| Brief |
Only the pictures should be dropped; every line of the data must come back exactly as written.

[Image point grounding data]
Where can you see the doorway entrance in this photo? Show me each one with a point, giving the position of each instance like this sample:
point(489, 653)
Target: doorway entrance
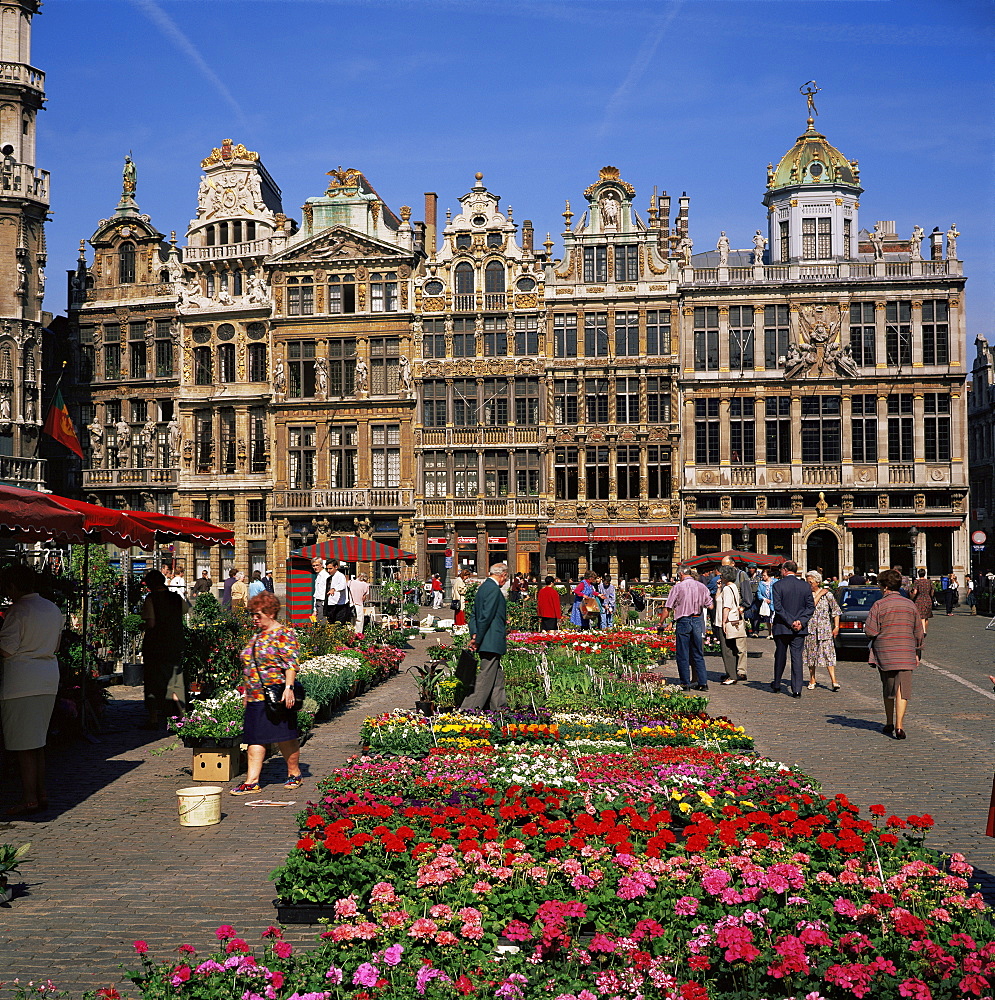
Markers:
point(823, 554)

| Exercise answer |
Where can you see the doorway entrance in this photo? Show me each one with a point, giving the position of each instance like this sample:
point(489, 653)
Target: doorway entrance
Markers:
point(823, 554)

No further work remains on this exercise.